> Required task
Output every one of the records below word for word, but leave the pictures out.

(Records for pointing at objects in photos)
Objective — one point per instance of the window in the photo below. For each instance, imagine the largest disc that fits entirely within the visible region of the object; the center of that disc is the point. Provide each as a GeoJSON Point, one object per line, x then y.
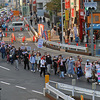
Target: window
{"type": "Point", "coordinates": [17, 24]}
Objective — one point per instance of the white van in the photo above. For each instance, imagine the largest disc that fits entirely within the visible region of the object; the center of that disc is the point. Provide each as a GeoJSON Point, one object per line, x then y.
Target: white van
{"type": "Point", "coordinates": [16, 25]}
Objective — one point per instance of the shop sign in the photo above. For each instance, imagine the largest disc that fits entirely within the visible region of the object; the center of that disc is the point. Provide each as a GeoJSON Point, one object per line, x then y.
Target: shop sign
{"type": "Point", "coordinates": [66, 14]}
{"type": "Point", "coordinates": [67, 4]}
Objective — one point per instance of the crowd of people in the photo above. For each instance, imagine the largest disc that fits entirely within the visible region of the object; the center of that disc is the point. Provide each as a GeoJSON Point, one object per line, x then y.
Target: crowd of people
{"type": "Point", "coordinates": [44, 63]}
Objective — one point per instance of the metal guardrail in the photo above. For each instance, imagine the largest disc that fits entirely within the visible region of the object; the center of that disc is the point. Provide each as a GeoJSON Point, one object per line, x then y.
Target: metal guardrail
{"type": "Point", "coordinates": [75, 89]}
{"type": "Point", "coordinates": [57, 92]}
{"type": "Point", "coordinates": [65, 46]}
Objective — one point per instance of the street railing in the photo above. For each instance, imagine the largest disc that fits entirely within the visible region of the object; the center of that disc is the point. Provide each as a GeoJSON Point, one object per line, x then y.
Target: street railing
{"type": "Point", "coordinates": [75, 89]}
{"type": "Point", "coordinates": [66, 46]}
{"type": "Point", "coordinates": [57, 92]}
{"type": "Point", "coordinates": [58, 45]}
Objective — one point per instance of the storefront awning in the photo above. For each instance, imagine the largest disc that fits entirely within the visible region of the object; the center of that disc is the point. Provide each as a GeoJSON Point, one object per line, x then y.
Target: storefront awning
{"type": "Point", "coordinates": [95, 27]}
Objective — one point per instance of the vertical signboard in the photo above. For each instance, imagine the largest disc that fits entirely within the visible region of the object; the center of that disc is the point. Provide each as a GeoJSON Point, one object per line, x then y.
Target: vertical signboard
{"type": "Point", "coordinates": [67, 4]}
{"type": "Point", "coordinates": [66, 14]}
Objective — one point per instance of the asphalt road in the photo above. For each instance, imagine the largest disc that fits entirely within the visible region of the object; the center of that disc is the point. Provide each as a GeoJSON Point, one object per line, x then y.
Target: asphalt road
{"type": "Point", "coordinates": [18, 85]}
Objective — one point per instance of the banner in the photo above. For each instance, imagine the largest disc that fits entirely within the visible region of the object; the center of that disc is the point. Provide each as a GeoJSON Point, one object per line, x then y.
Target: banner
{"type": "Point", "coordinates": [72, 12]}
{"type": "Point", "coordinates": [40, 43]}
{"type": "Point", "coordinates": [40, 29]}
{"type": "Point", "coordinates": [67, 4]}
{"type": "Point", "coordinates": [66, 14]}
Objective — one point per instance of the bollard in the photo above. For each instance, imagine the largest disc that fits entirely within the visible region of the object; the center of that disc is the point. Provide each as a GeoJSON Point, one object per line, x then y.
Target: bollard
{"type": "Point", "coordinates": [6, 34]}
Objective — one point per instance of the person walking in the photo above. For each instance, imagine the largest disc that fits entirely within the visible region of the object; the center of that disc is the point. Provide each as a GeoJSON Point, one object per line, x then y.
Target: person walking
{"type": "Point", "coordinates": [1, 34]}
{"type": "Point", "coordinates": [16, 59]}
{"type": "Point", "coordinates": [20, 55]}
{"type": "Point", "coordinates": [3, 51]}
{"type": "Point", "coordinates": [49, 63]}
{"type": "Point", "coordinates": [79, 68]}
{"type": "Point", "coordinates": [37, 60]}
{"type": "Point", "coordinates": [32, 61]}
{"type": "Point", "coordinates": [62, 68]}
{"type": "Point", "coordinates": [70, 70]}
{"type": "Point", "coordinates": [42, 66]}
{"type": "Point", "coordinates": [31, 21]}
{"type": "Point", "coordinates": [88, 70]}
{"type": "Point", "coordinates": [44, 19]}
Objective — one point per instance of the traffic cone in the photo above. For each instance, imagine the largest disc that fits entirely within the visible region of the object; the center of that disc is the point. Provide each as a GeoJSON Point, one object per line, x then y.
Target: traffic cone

> Response to the exercise
Objective — one point per instance of the window in the photo below. For each instance, imagine the largest disc that fits entirely within the visible region of the object; the center of that disc is the point. Provide each as a GeoJSON Point, one object per line, x then y.
Target: window
{"type": "Point", "coordinates": [17, 24]}
Objective — one point per instance of the white van in the photo above. For each instance, imagine the largest disc that fits entirely within the visible region of the object; the center of that disc is the point. Provide each as a GeoJSON Point, one object per line, x then y.
Target: white van
{"type": "Point", "coordinates": [16, 25]}
Objective — one point per instance of the shop sign in the photo above. For each instance, imagine the largest disc that fits entirely within the visible region of the object; the center of that disc is the point. Provide each as a GeoJSON Point, one object per line, x then y.
Target: shop sign
{"type": "Point", "coordinates": [66, 14]}
{"type": "Point", "coordinates": [67, 4]}
Objective — one point per instance of the crowd of people in the photo above. For each instance, imagine the largest disc that fits entirely within the visible region of the object; the center of that disc is the point. Provide each as a GeoJSON Point, one object per line, x then y.
Target: crowd of people
{"type": "Point", "coordinates": [44, 63]}
Objective — one point per instance of the metal guardrail in the photo above. For each instance, imagine the largest disc that fits entirely within the visible region of the object; the center of that disc is the point. Provide each as a GeoJSON Point, one object per line, x then y.
Target: metal guardrail
{"type": "Point", "coordinates": [75, 89]}
{"type": "Point", "coordinates": [57, 92]}
{"type": "Point", "coordinates": [65, 46]}
Objective — one point per instance of the street railing in the photo above. For each instance, imagine the largest disc that fits entirely within the visible region of the object; the center of that disc is the point. Provide each as a GeoJSON Point, one object per line, x then y.
Target: street railing
{"type": "Point", "coordinates": [75, 89]}
{"type": "Point", "coordinates": [66, 46]}
{"type": "Point", "coordinates": [57, 92]}
{"type": "Point", "coordinates": [58, 45]}
Objective — one point per instance of the storefront awning in the photo above. For each instance, imagine the largest disc that fits entirely within the visible region of the object; the center of that disc is the point. Provide each as a GeoJSON Point, one object per line, x then y.
Target: storefront awning
{"type": "Point", "coordinates": [95, 27]}
Objective — one point per instance of the vertical signboard in the photo above. For each instance, imagine the largest disc that fits entirely within the visible region of the object; the center of that disc is the point. Provide each as a GeoJSON Point, one object per line, x then y.
Target: vertical signboard
{"type": "Point", "coordinates": [67, 4]}
{"type": "Point", "coordinates": [66, 14]}
Objective — one point per instance of the asphalt road in the photo above. For each instance, imagine the largest disc that fits entirely within the visible region of the object; the center of that disc is the point. Provide each as a GeoJSON Point, one object per line, x then y.
Target: asphalt road
{"type": "Point", "coordinates": [18, 85]}
Objective — one point per instance of the banner in the photo above. For each instance, imagine the largest disc that fits entirely within the visible region of the object; the center of that disc is the point. Provide each as a GeoJSON Point, one object per line, x then y.
Target: banner
{"type": "Point", "coordinates": [72, 12]}
{"type": "Point", "coordinates": [40, 43]}
{"type": "Point", "coordinates": [40, 29]}
{"type": "Point", "coordinates": [67, 4]}
{"type": "Point", "coordinates": [66, 14]}
Objective — one point per instance of the bollard in the photo above. For each instance, imagine the largest disc that fits entirely within the visible region of the object; the center of that disc is the point. Provide each as a GeoJSON Point, one object per line, x then y.
Target: bollard
{"type": "Point", "coordinates": [6, 34]}
Objective — one point per instance of the person walking in the photo above. For each instance, imagine the largest disc that fits entirely within the visible region of the object; the center of that disc is the point. Provide each as a GeoJSON Point, one object per line, x then y.
Target: person walking
{"type": "Point", "coordinates": [1, 34]}
{"type": "Point", "coordinates": [16, 59]}
{"type": "Point", "coordinates": [20, 55]}
{"type": "Point", "coordinates": [3, 51]}
{"type": "Point", "coordinates": [49, 63]}
{"type": "Point", "coordinates": [79, 68]}
{"type": "Point", "coordinates": [37, 60]}
{"type": "Point", "coordinates": [32, 61]}
{"type": "Point", "coordinates": [62, 68]}
{"type": "Point", "coordinates": [70, 70]}
{"type": "Point", "coordinates": [42, 66]}
{"type": "Point", "coordinates": [31, 21]}
{"type": "Point", "coordinates": [88, 70]}
{"type": "Point", "coordinates": [44, 19]}
Objective — one point per instance of the traffic cone in the photo above. For each instance, imagine the largest disc that fits entirely within the visible region of the object; the center of that disc is the point. Provide each as a GeoJSON Point, one object per line, x then y.
Target: traffic cone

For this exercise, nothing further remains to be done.